- Reading text:
========================
By on April 25, 2018

Audi is recalling some 1.16 million vehicles worldwide, 342,867 of them in the United States, to prevent the risk of fire in several 2.0-liter models.

The issue stems from a component Audi’s had trouble with before: the coolant pump. According to the automaker’s engineers, the pump can either become blocked with debris from the cooling system or short-circuit from moisture within the pump. Regardless of the cause, an increasing number of reports of overheating pumps tipped Audi off that its earlier recall wasn’t enough.

The recall covers the 2013-2016 Audi A4, 2013-2017 A5 and A5 Cabriolet, 2012-2015 A6, and 2013-2017 Q5. All of these vehicles carry a turbocharged 2.0-liter TSI four-cylinder.

A couple of days before Christmas 2016, Audi initiated a recall of these same models to update the vehicles’ engine control units (ECU) software. The update saw the coolant pumps shut off if the vehicle detected a blockage, notifying the driver via an indicator light. recalls started at the end of January 2017.
========================
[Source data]

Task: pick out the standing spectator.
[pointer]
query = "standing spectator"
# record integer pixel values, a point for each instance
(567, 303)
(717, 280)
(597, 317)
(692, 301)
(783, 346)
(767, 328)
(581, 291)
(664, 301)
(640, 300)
========================
- Exercise instructions: Update the Audi recall report from "The issue stems" up to and including "recall wasn’t enough.", changing "coolant pump" to "water pump", and write out the revised passage.

- Result for this task:
The issue stems from a component Audi’s had trouble with before: the water pump. According to the automaker’s engineers, the pump can either become blocked with debris from the cooling system or short-circuit from moisture within the pump. Regardless of the cause, an increasing number of reports of overheating pumps tipped Audi off that its earlier recall wasn’t enough.